Aim:
Rewrite the records from the line containing "find glass cabinet door" through the end of the records, changing "wristwatch" to "watch" and leaving everything else unchanged.

Material shown:

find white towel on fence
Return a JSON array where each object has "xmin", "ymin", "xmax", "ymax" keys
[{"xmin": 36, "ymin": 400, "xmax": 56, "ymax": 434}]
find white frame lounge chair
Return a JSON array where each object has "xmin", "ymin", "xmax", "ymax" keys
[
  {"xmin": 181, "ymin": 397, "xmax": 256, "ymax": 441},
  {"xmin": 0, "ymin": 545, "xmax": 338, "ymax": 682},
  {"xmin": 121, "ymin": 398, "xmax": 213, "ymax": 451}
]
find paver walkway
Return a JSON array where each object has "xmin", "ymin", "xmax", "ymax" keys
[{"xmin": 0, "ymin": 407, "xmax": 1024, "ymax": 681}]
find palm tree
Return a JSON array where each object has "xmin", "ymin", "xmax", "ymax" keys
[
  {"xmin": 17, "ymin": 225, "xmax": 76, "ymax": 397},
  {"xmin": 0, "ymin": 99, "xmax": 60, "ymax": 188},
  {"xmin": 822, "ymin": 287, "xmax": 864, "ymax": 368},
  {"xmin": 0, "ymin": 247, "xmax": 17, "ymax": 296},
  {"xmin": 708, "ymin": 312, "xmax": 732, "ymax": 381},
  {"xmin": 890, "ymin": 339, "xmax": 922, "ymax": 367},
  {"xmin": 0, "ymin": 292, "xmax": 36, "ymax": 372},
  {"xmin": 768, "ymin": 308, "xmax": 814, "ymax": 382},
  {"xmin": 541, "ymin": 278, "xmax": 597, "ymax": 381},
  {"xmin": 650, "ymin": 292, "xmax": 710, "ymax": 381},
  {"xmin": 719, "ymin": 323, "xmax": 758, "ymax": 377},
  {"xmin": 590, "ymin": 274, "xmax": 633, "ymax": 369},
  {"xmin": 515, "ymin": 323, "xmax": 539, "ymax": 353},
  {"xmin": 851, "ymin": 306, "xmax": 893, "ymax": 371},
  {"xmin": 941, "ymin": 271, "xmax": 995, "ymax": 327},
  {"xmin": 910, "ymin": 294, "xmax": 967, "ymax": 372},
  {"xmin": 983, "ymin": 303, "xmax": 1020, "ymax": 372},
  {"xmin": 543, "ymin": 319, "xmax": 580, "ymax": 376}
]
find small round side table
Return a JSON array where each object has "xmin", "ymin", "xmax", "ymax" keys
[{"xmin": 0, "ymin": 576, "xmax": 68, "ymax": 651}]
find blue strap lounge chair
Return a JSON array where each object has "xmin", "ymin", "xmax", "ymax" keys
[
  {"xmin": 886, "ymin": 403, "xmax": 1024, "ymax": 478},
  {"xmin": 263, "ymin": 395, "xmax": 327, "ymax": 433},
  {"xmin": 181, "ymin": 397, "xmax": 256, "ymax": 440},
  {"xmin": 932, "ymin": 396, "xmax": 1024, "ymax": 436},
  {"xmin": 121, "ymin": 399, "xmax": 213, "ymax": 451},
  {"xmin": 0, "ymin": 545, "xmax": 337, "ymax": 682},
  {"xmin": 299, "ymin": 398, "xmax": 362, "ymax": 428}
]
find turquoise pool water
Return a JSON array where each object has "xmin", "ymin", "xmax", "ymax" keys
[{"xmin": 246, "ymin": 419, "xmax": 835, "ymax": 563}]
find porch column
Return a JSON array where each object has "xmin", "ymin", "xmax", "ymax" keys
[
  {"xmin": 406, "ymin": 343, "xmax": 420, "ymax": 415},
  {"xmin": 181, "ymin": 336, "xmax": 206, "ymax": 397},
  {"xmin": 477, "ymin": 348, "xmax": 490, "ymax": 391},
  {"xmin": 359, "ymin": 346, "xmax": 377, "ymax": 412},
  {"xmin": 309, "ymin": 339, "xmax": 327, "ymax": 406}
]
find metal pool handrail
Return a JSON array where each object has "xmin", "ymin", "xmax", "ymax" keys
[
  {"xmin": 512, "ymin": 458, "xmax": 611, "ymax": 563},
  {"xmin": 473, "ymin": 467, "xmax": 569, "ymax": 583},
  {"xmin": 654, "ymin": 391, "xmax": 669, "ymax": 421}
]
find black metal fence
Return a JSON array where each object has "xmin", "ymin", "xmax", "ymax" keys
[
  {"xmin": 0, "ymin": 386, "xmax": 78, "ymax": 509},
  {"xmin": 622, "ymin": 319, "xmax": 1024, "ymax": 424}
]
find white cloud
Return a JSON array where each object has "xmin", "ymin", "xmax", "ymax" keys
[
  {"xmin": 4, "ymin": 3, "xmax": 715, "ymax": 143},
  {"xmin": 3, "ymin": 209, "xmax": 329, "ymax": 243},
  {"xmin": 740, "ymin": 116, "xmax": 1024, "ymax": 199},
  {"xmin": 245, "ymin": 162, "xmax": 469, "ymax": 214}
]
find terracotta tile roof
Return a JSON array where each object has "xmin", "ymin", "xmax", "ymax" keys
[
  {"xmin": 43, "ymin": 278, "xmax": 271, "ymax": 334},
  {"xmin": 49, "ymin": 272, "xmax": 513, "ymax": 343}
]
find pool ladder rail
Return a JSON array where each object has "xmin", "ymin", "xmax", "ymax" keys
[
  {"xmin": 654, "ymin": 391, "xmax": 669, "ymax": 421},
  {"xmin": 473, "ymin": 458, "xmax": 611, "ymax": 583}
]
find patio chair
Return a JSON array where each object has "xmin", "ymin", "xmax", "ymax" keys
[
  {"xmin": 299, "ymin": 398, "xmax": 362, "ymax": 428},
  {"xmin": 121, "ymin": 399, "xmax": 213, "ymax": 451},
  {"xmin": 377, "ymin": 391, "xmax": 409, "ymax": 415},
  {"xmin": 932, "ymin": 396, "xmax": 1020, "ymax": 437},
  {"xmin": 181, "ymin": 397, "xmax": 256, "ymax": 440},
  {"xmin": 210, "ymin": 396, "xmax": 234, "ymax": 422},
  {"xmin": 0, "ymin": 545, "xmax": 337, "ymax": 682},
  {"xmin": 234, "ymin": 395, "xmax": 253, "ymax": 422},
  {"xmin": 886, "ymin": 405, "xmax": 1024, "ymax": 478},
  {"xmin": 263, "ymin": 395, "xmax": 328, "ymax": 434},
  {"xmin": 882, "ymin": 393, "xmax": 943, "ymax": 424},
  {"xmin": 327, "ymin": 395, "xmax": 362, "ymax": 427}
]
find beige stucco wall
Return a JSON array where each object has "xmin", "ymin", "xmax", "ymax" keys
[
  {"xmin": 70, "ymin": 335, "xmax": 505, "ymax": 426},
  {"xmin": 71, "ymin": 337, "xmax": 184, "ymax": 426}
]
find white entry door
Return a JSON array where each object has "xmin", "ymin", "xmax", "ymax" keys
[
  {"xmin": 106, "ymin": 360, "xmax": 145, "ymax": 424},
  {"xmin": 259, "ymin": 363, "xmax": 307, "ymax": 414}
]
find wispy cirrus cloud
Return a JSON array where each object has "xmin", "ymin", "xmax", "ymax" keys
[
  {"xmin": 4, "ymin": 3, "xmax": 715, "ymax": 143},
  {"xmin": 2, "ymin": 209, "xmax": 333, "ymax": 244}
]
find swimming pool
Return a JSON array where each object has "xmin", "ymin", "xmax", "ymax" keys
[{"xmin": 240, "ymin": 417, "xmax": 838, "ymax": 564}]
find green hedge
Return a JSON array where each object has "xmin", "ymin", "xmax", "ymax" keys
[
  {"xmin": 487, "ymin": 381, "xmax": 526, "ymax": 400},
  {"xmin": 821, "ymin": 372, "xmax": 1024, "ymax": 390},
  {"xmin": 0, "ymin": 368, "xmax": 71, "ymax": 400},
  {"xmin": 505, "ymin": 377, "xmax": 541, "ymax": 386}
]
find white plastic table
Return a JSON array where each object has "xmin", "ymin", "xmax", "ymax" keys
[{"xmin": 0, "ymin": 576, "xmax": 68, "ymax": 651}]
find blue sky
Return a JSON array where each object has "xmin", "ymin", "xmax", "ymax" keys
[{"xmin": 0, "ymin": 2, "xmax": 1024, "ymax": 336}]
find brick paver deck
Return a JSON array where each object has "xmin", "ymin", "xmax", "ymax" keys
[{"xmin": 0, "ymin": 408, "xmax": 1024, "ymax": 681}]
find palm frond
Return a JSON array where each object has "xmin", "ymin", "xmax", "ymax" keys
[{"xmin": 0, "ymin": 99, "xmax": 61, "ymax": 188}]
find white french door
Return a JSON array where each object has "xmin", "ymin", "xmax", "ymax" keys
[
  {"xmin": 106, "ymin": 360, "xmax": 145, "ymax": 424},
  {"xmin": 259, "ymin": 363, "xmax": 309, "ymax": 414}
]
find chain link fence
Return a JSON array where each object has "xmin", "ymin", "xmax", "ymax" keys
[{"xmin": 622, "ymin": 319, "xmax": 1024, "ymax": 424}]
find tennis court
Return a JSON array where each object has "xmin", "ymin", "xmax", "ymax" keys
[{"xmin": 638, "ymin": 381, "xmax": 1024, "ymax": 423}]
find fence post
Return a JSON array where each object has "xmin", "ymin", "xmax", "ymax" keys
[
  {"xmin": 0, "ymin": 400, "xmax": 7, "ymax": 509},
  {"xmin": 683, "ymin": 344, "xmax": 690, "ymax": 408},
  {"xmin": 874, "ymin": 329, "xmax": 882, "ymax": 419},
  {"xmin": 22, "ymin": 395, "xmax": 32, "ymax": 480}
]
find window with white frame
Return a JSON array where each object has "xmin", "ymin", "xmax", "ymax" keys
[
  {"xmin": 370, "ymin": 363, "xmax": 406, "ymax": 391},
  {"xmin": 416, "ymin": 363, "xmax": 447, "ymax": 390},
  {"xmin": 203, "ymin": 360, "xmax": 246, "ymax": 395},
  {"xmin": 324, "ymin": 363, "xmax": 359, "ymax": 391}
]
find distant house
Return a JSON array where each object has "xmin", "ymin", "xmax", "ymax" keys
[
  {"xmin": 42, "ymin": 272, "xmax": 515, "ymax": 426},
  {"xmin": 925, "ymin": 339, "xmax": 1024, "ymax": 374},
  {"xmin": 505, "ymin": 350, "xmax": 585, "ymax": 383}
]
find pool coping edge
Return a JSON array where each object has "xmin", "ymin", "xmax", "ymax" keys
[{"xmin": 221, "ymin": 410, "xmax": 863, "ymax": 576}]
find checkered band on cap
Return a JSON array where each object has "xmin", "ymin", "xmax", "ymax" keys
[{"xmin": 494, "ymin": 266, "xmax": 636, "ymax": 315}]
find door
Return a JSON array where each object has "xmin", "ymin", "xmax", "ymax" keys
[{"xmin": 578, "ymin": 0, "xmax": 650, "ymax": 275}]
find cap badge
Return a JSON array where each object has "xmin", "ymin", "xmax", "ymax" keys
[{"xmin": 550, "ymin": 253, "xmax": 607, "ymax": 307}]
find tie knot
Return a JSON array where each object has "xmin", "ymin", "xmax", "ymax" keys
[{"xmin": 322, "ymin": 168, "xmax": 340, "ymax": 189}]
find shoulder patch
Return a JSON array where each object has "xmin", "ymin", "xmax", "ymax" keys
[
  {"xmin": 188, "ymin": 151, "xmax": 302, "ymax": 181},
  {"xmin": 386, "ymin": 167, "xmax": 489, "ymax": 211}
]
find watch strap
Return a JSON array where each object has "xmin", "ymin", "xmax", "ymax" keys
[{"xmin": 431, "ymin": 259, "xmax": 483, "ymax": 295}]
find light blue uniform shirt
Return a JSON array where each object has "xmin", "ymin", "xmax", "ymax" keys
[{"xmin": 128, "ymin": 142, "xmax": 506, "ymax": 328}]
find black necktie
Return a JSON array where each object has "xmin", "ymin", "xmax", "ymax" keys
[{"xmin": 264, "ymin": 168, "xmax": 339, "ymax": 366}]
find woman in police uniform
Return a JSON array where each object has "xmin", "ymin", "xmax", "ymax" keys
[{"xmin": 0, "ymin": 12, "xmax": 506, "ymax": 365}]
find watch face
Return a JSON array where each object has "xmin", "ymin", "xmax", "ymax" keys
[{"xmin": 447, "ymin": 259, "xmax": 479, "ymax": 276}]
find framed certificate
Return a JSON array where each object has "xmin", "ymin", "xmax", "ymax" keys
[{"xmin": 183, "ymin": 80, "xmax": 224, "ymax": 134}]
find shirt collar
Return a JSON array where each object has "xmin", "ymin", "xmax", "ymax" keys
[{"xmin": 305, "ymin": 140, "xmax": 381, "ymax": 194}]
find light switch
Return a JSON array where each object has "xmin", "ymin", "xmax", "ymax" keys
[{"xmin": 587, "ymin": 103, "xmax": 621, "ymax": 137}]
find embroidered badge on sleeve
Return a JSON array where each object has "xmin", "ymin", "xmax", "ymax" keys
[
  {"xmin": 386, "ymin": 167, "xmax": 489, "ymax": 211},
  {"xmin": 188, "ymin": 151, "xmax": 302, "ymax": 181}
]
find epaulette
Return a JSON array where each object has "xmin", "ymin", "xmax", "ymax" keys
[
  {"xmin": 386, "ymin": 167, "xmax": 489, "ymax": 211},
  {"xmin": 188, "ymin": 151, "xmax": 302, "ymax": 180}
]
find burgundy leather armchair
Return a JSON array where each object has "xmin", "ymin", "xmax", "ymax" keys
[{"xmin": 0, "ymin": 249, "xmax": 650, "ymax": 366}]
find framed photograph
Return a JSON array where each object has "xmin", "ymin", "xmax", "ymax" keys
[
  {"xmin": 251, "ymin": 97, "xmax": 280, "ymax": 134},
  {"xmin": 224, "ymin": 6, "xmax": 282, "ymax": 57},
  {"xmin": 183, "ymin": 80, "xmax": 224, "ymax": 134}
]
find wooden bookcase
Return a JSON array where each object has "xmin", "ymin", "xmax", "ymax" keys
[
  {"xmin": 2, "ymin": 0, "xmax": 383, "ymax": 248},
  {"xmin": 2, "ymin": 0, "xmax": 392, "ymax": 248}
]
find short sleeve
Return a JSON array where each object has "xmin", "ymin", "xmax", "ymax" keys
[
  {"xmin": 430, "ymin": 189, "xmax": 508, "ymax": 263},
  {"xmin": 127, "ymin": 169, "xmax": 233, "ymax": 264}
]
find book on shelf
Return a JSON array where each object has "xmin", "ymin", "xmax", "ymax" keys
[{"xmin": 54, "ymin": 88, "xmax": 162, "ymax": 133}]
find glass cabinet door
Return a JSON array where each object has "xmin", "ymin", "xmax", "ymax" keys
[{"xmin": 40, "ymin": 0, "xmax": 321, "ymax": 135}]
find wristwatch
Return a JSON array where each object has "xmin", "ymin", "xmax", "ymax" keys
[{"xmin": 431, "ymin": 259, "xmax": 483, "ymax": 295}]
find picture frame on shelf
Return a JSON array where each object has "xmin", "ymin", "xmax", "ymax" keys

Response to the exercise:
find glass cabinet door
Return a JSON array where each object has "xmin", "ymin", "xmax", "ymax" keys
[{"xmin": 40, "ymin": 0, "xmax": 321, "ymax": 135}]
find watch
Return a JSON array where each object has "xmin", "ymin", "xmax", "ymax" keys
[{"xmin": 431, "ymin": 259, "xmax": 483, "ymax": 295}]
find picture frame on shelf
Return a JSON array where each object has "xmin", "ymin", "xmax", "ymax" keys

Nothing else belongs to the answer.